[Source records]
= = =

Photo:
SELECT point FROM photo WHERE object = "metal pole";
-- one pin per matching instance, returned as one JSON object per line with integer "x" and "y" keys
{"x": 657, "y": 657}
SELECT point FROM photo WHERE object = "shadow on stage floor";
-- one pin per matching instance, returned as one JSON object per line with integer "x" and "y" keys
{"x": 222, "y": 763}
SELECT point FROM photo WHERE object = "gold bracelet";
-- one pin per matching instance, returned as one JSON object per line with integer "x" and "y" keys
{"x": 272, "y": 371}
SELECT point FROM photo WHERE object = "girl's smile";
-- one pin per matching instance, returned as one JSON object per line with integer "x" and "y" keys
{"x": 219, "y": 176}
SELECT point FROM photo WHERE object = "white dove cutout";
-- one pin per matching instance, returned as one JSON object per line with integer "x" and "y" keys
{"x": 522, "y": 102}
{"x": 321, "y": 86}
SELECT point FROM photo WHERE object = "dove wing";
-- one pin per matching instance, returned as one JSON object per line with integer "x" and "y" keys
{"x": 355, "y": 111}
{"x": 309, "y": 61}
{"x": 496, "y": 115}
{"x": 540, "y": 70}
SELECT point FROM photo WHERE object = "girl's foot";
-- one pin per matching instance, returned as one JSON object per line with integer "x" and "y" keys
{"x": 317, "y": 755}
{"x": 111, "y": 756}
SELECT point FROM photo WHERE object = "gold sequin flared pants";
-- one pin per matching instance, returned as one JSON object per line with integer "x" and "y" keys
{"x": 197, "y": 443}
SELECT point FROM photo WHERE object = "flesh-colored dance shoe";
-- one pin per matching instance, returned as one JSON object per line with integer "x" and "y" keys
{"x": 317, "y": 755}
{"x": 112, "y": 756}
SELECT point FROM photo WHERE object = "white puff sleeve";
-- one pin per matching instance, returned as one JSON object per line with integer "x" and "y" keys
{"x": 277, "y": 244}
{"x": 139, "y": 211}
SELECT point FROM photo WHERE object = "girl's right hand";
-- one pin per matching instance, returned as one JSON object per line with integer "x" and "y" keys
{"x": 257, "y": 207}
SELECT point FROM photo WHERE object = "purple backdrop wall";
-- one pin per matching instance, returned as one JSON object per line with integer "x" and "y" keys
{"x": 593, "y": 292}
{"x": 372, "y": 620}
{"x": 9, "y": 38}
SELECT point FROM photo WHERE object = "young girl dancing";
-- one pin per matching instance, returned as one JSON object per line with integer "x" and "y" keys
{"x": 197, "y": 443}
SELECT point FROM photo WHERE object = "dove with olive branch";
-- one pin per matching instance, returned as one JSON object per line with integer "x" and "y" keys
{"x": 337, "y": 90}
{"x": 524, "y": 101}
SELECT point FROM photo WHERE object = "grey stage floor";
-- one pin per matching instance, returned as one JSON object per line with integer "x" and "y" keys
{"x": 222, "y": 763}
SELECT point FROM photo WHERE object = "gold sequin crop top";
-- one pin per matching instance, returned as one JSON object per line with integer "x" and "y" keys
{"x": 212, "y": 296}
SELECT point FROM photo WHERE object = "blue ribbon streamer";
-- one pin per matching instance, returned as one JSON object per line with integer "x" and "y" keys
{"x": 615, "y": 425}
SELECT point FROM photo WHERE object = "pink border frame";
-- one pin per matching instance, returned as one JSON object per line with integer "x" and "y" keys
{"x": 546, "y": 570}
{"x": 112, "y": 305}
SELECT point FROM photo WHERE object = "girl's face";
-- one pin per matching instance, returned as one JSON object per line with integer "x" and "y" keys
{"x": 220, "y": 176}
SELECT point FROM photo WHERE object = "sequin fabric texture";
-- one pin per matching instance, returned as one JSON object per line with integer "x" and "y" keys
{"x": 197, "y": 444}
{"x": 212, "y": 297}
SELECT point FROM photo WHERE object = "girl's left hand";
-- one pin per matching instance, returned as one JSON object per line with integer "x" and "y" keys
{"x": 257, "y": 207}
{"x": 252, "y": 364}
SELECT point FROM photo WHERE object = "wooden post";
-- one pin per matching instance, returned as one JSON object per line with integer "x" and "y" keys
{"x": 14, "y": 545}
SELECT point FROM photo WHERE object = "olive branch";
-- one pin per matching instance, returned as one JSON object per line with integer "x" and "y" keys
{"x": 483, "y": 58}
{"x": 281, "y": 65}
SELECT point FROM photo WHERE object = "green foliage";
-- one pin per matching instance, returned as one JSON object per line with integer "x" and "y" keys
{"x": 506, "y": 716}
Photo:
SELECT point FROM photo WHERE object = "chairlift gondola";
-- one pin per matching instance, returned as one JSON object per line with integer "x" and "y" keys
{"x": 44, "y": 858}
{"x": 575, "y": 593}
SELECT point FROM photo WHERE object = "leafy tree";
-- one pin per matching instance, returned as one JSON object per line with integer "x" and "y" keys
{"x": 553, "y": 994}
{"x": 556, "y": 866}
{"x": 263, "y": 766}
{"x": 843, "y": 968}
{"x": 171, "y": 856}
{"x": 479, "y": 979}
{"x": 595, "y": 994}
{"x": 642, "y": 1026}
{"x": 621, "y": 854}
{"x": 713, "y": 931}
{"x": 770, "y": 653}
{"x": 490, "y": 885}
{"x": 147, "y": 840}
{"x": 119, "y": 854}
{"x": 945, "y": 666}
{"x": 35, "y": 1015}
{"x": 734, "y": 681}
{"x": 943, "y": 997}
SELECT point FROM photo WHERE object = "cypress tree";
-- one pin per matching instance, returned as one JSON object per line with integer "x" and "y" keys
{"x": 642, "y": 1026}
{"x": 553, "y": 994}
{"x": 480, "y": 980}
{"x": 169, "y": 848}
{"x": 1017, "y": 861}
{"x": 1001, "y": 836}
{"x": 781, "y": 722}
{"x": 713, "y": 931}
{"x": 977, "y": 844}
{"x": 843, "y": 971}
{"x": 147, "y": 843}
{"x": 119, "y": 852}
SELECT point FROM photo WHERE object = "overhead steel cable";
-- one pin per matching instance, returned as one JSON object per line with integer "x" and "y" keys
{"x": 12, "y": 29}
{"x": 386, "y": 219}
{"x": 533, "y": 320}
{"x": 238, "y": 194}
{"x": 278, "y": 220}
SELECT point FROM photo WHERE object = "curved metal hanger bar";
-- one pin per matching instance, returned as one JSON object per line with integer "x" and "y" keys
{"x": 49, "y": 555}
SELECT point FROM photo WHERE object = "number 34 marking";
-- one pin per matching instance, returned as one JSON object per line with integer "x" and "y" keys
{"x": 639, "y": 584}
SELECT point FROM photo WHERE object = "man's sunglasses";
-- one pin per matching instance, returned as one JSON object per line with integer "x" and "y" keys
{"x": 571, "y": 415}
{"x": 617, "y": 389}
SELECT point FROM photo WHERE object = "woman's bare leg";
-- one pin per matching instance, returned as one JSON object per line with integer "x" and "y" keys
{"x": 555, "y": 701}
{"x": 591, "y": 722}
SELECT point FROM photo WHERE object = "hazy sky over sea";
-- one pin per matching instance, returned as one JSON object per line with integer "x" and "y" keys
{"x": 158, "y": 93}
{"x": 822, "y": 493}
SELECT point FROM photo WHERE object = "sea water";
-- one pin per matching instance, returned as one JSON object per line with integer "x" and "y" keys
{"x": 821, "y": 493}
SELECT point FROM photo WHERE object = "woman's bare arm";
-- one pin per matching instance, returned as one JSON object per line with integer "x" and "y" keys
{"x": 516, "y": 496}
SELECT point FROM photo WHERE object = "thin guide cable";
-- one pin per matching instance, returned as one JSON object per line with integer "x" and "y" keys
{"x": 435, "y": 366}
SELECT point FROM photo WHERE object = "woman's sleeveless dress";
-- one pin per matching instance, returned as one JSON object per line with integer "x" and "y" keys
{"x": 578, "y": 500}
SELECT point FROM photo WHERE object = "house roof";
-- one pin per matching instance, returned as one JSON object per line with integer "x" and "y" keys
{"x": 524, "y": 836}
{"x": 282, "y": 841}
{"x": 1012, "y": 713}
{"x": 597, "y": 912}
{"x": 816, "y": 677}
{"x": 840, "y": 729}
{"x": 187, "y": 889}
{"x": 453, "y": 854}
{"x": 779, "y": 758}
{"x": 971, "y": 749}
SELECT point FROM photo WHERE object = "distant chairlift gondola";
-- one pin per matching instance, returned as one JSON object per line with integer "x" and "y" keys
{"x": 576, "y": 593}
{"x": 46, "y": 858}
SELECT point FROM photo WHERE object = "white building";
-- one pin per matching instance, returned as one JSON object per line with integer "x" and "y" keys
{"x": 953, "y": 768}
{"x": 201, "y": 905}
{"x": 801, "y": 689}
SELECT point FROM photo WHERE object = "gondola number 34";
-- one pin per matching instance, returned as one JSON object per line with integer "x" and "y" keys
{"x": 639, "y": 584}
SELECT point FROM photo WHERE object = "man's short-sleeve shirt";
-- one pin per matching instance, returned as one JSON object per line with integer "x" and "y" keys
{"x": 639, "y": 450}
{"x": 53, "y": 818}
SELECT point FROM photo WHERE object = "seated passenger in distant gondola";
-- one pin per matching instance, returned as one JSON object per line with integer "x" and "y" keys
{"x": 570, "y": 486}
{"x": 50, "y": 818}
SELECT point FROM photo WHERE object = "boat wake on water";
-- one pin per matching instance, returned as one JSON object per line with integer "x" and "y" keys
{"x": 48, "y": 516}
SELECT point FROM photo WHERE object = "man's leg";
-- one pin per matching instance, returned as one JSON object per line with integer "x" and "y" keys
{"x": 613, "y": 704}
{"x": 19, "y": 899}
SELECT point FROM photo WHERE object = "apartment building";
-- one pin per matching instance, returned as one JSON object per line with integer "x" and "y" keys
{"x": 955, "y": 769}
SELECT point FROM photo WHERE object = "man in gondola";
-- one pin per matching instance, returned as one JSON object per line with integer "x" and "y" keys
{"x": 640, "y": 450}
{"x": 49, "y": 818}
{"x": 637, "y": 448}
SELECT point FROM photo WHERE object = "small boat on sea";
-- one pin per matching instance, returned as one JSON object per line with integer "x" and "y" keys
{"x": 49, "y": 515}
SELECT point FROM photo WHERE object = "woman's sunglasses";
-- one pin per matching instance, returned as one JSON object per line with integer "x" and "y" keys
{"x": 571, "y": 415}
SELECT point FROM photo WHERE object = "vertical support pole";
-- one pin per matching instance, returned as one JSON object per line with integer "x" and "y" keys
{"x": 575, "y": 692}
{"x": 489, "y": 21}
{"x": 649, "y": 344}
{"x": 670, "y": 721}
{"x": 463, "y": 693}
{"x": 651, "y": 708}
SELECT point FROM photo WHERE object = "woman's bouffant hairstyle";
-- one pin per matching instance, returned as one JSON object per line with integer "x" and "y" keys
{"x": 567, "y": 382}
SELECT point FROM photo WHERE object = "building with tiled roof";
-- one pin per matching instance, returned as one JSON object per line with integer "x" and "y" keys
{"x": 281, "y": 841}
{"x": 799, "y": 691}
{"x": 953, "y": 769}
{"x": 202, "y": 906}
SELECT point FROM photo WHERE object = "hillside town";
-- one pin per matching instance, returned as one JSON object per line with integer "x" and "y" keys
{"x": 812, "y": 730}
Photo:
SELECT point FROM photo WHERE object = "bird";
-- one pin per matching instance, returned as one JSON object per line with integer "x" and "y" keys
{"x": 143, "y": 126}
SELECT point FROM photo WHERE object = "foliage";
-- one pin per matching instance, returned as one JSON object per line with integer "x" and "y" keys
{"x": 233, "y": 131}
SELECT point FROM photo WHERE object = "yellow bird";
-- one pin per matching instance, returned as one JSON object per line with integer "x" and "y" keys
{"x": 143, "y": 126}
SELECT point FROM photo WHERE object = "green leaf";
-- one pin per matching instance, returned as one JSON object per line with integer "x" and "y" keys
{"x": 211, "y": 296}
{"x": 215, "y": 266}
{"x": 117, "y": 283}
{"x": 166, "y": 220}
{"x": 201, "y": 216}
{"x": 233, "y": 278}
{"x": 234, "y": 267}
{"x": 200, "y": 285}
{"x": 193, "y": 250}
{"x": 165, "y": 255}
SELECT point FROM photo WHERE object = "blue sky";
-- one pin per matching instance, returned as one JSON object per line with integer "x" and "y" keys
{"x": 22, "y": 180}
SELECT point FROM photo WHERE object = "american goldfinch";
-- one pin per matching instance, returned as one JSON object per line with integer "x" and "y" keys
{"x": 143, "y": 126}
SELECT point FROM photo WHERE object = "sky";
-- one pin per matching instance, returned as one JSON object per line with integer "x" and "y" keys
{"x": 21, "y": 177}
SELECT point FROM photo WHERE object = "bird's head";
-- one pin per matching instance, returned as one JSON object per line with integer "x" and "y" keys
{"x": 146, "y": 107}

= = =

• [WHAT YOU HAVE TO DO] Pull out every line of the data that contains the string "hand" and list those lines.

• [SOLUTION]
SELECT point FROM photo WHERE object = "girl's right hand";
SELECT point FROM photo WHERE object = "girl's left hand";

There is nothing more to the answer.